EXERCISE DESCRIPTION: Could you write out the material below again, starting at the line that has "surface in the picture above?" and stopping after the last line, with the requests included and every coordinate in the answers multiplied by 1.65 and rounded to a whole number, halves up? Give only those lines.

INPUT RECORDS:
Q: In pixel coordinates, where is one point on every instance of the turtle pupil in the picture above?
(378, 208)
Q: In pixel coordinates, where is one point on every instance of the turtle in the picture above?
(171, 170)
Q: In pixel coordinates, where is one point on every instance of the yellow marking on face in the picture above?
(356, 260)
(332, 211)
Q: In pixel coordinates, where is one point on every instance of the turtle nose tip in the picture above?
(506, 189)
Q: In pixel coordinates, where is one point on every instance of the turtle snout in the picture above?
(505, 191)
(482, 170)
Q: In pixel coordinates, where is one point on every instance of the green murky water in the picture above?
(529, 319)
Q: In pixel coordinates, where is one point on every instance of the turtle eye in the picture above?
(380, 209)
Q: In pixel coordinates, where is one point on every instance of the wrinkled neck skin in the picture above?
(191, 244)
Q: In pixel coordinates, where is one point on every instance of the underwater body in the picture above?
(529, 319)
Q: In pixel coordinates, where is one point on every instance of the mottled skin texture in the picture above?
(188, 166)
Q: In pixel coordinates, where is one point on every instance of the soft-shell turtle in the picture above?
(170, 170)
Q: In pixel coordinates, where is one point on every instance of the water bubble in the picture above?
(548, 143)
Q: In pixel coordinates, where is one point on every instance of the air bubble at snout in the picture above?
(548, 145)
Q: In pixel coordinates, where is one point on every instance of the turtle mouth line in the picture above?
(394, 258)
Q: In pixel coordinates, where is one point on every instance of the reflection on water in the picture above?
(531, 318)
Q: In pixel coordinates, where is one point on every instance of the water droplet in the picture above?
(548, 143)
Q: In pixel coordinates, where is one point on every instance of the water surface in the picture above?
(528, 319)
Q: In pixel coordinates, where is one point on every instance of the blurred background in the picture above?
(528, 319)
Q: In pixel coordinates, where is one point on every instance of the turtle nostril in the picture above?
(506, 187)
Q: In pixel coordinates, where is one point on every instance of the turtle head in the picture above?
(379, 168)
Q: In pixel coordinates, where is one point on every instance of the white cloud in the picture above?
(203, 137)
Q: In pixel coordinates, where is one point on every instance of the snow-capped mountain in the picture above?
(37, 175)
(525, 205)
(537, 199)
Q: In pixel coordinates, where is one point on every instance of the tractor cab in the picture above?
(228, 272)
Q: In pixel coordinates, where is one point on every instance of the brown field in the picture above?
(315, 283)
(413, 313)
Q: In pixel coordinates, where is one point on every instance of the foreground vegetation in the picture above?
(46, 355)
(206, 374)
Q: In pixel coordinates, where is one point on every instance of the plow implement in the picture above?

TASK RESPONSE:
Q: In pixel coordinates, where is one point on every instance of the water surface in the picture above?
(871, 526)
Q: In pixel coordinates, where is one point on every instance of the blurred background in the picture above?
(871, 526)
Q: In pixel coordinates, where is one point on every instance of the turtle nostril in the picture above?
(835, 309)
Q: In pixel coordinates, where is one point on every instance of the turtle head in the picture above?
(625, 277)
Q: In pixel coordinates, where is one point on every instance of the white cloud in the picture above?
(335, 226)
Q: In pixel coordinates, where is one point on every instance of the snow-capped mountain in the picture above?
(61, 289)
(866, 338)
(886, 328)
Q: In pixel coordinates, where is one point on every instance of the tractor cab in the picture above?
(376, 449)
Q: In pixel coordinates, where is one point on every instance of the brown field in the picture above?
(520, 467)
(681, 516)
Q: In pixel coordinates, where is one point on every instance of the foreground vegetation in the picture above?
(76, 586)
(340, 617)
Q: In pixel coordinates, where is one point on every instance of the plow implement in the picture above?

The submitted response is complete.